• Data excerpts:
******

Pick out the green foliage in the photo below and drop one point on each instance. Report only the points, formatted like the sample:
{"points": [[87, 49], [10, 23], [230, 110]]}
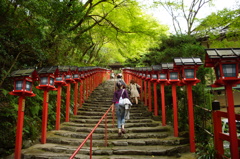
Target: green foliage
{"points": [[206, 150], [221, 29], [173, 46]]}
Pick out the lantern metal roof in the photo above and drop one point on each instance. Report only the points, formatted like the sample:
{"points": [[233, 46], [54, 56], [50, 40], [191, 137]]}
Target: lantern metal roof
{"points": [[51, 69], [223, 53], [156, 68], [167, 66], [187, 61], [215, 55], [23, 72], [63, 68]]}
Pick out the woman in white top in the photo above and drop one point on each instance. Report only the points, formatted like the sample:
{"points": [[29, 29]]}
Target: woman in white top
{"points": [[134, 94]]}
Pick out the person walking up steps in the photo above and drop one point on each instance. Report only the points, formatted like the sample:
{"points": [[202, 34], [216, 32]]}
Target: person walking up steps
{"points": [[120, 111], [134, 94]]}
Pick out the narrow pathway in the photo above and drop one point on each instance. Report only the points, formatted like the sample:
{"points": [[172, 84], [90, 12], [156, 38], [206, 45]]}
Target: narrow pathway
{"points": [[145, 137]]}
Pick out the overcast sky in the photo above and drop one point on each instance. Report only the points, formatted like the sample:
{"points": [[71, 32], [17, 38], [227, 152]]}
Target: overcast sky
{"points": [[164, 18]]}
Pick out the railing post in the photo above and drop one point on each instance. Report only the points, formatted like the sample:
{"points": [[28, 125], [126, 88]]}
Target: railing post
{"points": [[68, 102], [217, 128], [162, 91], [149, 96], [90, 147], [175, 109], [44, 117], [145, 92], [58, 107], [18, 144], [75, 98], [105, 137]]}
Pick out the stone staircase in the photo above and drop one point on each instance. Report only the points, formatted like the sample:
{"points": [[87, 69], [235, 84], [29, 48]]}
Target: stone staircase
{"points": [[145, 137]]}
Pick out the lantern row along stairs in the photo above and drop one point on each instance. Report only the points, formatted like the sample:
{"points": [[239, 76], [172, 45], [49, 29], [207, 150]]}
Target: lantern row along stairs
{"points": [[145, 137]]}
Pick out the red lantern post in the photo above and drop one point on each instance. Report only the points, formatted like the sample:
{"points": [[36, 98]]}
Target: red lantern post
{"points": [[188, 68], [226, 65], [173, 80], [154, 78], [144, 76], [163, 80], [76, 78], [59, 82], [148, 78], [23, 80], [69, 79], [46, 78], [81, 89]]}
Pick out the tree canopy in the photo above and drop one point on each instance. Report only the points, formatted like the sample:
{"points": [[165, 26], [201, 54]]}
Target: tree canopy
{"points": [[37, 33]]}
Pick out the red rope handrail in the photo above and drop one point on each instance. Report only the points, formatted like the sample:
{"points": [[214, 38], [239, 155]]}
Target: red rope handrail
{"points": [[90, 134]]}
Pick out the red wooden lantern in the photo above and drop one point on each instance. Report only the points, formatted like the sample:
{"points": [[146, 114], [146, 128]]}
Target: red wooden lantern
{"points": [[170, 74], [154, 78], [226, 65], [188, 68], [46, 78], [23, 80]]}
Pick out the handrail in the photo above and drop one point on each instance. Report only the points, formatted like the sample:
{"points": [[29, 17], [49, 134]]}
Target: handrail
{"points": [[90, 134]]}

******

• Challenge:
The listing above needs to be output again exactly. Don't include the pictures.

• Answer for this exercise:
Pick out the green foliage in the photo below and drop one point on each instance. Report only the points, formatted like the sample:
{"points": [[87, 49], [10, 23], [230, 110]]}
Target: green foliage
{"points": [[206, 150], [221, 29], [173, 46]]}
Pick out the lantern metal roof in the photo above and drop one point on each instance. Report only the points, formatted like the sample:
{"points": [[233, 46], [54, 56], [50, 40], [191, 137]]}
Target: lantern metal roof
{"points": [[51, 69], [223, 53], [156, 68], [167, 66], [187, 61], [215, 55], [23, 72], [63, 68]]}
Pick out the woman in white top in the photo above and drop one point on each instance. Report only the points, formatted like the sample:
{"points": [[29, 29]]}
Target: woman in white top
{"points": [[134, 94]]}
Pick out the person walking up steps in the photo above and drop one point on each instance. Report only the points, formatted like the sample:
{"points": [[202, 34], [216, 32]]}
Target: person walking up steps
{"points": [[120, 111], [134, 94]]}
Pick out the narrow pathway in the photo above and drop one point on each instance. Report only the points, formatted like the sample:
{"points": [[172, 84], [90, 12], [156, 38], [206, 45]]}
Target: narrow pathway
{"points": [[145, 137]]}
Pick out the overcast sky in the photo above and drop one point on each instance. Report only the points, formatted like the sample:
{"points": [[71, 32], [17, 38], [227, 152]]}
Target: overcast sky
{"points": [[164, 18]]}
Pick out the railing post in the photo above and drop one point on each instance. Report only the points, formatted like the sample:
{"points": [[28, 125], [126, 88]]}
Target: railing post
{"points": [[68, 102], [217, 128], [162, 91], [149, 96], [90, 147], [175, 109], [44, 117], [145, 92], [58, 107], [18, 144], [75, 98], [105, 137]]}
Pick out the stone staircase in the photo above and drop one point on each instance. Report only the points, formatted like the sample:
{"points": [[87, 69], [235, 84], [29, 48]]}
Target: stone staircase
{"points": [[145, 137]]}
Pick out the lantern row along stairs in the photo above and drop one point on each instance. Report only the points, formatted like the sample:
{"points": [[239, 76], [172, 45], [49, 29], [207, 150]]}
Target: lantern row along stairs
{"points": [[145, 137]]}
Pick out the red lantern post in the photo above and drop one point on each instance. Report only the points, formatted like the sample:
{"points": [[36, 98]]}
Target: red lantern post
{"points": [[188, 68], [226, 65], [173, 80], [154, 78], [144, 76], [163, 80], [76, 78], [59, 82], [148, 78], [23, 80], [69, 79], [46, 78], [81, 89]]}
Pick out the tree canopy in the photo above and drop one point on each instance. Report only the points, formatted like the sample:
{"points": [[165, 26], [201, 54]]}
Target: tree canopy
{"points": [[37, 33]]}
Pick out the red rope handrail in the photo above and drop one point on each instance. Report only the points, formatted like the sample:
{"points": [[214, 38], [239, 155]]}
Target: red rope handrail
{"points": [[90, 134]]}
Pick out the red wooden lantern in the photo above and drop one point on each instance. Report only the points, formatted like the sample:
{"points": [[146, 114], [146, 128]]}
Target: red wooden lantern
{"points": [[170, 74], [154, 78], [226, 65], [188, 68], [46, 78], [23, 80]]}
Pick out the handrail in the photo above and drop one point on each instance. Report only the points, formatted like the sample:
{"points": [[29, 17], [49, 134]]}
Target: handrail
{"points": [[90, 134]]}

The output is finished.